Goal of the exercise: In the listing below, edit everything from the line containing "Locate the black" down to the line containing "<point>130,254</point>" by replacing "pin" with "marker", leaving all else unchanged. Return only those lines.

Collected data:
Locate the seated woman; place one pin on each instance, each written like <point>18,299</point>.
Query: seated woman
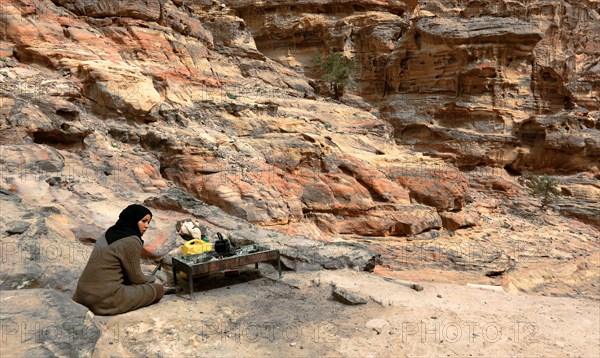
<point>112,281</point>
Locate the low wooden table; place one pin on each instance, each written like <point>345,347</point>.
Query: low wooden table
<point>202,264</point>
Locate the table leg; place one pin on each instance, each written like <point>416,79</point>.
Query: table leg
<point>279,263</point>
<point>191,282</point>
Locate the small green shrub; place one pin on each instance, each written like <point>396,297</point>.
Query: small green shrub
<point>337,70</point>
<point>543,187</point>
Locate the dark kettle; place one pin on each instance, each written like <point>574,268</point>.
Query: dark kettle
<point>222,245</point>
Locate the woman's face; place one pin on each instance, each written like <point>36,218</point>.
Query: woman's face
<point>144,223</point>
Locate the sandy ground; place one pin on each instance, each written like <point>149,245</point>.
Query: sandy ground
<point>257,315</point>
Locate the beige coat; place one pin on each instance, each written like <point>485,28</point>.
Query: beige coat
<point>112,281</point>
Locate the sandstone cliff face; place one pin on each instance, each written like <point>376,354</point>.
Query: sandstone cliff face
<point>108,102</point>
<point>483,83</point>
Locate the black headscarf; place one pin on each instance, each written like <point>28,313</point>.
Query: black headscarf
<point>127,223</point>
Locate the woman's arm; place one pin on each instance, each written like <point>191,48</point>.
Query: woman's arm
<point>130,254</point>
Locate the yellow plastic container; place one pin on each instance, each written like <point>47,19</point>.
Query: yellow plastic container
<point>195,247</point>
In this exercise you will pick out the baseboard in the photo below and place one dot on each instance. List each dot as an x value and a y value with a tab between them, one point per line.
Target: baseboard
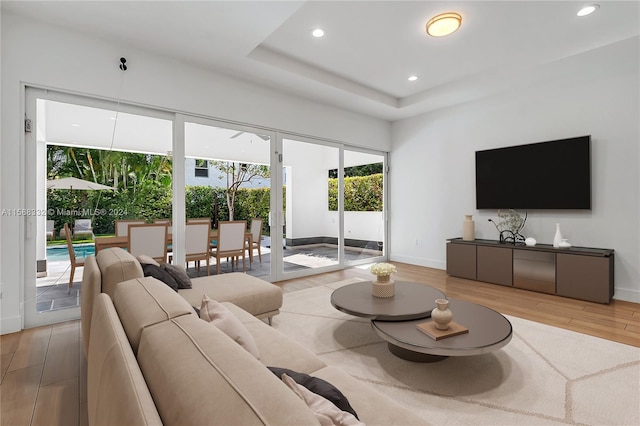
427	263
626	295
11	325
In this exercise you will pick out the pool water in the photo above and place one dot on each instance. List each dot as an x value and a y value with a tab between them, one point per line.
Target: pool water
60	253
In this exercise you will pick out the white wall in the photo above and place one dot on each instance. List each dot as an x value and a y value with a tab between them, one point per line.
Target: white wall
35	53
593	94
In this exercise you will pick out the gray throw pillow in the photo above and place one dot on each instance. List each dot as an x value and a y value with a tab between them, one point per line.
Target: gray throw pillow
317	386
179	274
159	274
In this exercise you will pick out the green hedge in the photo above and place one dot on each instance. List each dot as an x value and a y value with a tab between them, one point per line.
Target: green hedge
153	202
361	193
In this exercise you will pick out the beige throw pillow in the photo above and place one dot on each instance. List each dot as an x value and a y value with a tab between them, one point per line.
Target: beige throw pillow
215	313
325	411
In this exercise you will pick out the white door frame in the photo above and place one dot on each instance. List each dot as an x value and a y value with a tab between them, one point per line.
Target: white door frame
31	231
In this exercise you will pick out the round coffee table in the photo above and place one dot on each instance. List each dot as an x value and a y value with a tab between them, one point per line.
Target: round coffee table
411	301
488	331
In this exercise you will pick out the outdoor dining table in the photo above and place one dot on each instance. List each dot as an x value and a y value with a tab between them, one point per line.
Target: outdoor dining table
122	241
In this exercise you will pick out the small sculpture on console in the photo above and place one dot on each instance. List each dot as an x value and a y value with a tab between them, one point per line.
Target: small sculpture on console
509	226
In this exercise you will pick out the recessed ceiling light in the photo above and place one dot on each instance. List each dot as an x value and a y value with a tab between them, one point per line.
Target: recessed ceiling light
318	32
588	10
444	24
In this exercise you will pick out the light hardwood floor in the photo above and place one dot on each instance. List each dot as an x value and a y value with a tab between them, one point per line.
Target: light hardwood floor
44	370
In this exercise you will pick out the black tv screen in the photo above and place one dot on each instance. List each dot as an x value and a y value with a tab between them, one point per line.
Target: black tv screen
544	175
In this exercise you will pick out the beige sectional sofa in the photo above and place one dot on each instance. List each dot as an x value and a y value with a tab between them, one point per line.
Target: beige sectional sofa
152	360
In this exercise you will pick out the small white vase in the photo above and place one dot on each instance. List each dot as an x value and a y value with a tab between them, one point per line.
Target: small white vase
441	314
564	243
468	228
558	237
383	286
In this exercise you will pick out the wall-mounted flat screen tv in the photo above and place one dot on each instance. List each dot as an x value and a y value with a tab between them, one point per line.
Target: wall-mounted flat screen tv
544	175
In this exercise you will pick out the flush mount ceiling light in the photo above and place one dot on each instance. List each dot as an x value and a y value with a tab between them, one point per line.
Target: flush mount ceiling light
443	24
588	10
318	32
---
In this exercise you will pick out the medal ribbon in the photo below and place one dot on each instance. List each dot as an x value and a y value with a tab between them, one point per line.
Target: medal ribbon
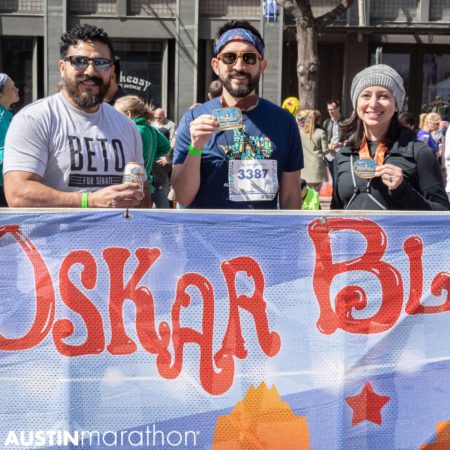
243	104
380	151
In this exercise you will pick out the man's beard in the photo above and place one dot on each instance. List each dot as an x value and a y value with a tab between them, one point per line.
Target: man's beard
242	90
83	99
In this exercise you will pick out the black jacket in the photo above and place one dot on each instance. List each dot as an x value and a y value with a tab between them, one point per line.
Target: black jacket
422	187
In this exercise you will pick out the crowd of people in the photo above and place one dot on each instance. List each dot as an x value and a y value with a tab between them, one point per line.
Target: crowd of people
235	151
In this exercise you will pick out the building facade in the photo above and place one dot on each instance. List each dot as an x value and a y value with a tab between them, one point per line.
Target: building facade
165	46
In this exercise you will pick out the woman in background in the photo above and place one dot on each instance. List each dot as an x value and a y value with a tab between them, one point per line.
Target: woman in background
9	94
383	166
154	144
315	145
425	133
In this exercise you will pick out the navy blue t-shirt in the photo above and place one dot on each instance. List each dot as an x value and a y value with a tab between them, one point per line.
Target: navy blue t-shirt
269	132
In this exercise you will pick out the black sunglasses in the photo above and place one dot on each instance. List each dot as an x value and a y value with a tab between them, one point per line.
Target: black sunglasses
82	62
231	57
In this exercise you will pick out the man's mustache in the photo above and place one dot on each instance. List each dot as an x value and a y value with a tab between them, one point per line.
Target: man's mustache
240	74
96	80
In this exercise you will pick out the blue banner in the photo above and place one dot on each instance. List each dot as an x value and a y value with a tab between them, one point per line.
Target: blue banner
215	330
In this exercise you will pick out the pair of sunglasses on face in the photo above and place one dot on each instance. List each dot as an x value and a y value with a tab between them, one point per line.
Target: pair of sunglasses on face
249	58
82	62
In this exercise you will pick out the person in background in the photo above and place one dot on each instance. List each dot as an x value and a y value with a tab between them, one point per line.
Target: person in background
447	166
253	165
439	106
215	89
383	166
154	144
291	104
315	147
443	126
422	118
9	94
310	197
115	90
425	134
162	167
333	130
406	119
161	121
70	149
* * *
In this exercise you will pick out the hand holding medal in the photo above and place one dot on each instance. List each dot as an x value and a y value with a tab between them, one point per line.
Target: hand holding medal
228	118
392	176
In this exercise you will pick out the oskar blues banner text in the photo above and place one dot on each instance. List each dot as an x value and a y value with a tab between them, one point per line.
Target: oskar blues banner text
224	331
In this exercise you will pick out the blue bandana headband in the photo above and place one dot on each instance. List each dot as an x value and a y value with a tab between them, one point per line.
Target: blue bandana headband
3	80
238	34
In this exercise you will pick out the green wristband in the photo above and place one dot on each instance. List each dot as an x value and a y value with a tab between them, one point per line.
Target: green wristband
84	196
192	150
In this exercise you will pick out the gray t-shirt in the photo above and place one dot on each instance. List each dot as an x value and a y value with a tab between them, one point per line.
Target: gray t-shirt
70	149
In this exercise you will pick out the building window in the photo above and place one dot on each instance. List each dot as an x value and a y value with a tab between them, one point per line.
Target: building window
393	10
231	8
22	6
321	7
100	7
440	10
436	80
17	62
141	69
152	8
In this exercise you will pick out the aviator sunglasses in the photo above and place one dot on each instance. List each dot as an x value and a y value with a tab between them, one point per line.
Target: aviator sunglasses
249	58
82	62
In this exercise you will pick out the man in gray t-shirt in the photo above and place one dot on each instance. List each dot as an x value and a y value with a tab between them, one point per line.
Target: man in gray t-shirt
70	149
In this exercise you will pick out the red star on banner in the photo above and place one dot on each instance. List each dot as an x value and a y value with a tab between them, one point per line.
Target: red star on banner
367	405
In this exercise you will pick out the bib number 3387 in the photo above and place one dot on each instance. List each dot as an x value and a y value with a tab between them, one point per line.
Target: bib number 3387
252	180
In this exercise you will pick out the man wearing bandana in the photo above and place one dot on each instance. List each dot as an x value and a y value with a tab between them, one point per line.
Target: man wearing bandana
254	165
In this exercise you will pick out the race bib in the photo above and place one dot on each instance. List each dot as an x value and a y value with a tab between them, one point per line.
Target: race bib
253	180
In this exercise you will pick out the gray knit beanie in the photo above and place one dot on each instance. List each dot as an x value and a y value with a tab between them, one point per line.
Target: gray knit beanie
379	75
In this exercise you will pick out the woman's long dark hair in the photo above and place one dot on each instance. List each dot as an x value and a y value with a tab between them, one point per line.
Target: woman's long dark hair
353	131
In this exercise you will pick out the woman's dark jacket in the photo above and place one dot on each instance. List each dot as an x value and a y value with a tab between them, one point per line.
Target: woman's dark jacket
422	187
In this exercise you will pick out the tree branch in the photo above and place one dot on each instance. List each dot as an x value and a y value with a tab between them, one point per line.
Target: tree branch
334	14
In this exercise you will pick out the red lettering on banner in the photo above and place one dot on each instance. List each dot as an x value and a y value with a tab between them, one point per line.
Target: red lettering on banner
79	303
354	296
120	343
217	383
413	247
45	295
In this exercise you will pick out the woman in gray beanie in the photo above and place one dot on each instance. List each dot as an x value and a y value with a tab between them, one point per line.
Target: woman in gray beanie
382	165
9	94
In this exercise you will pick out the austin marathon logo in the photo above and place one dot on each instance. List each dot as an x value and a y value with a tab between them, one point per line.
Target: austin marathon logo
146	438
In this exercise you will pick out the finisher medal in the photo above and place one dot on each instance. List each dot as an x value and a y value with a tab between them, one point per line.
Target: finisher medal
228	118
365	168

Written reply:
Locate the black headscarf; place one marker on each instance, each written like <point>28,313</point>.
Query: black headscarf
<point>127,223</point>
Locate the woman's arm; place one marker on each instance, each written like <point>191,48</point>.
Query: woman's arm
<point>130,254</point>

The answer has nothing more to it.